> **What you should do**
Update the listing below by changing every "detector" to "locator" and leaving all other text untouched.

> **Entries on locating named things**

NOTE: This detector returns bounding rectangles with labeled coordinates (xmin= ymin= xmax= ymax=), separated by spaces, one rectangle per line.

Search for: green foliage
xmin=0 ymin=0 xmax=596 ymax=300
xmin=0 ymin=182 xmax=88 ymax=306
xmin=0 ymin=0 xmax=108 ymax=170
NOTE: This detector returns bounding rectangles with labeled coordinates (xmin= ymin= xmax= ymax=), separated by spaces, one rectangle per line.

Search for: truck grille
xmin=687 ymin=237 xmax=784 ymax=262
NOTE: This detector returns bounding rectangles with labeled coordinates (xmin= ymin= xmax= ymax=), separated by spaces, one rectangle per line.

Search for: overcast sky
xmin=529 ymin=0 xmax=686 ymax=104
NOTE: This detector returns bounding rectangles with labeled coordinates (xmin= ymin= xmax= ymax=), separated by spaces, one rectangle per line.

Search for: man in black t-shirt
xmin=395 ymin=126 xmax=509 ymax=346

> **Complete output**
NOTE: This locator returns bounding rectangles with labeled coordinates (xmin= ymin= xmax= ymax=), separated by spaces, one rectangle per line.

Search for: green foliage
xmin=0 ymin=0 xmax=596 ymax=300
xmin=0 ymin=182 xmax=88 ymax=306
xmin=0 ymin=0 xmax=108 ymax=170
NOTE: This locator returns bounding rectangles with labeled coordinates (xmin= ymin= xmax= ymax=), separated by spaces, one rectangle per line.

Search for: truck grille
xmin=687 ymin=237 xmax=784 ymax=262
NOTE: This locator returns bounding rectangles with labeled coordinates (xmin= ymin= xmax= ymax=), separated by spaces, one rectangle per line.

Search for: overcast sky
xmin=529 ymin=0 xmax=686 ymax=104
NOTE: This locator returns bounding rectangles with labeled coordinates (xmin= ymin= xmax= ymax=), separated by spaces, one rectangle per line.

Search for: man in black t-shirt
xmin=395 ymin=126 xmax=509 ymax=346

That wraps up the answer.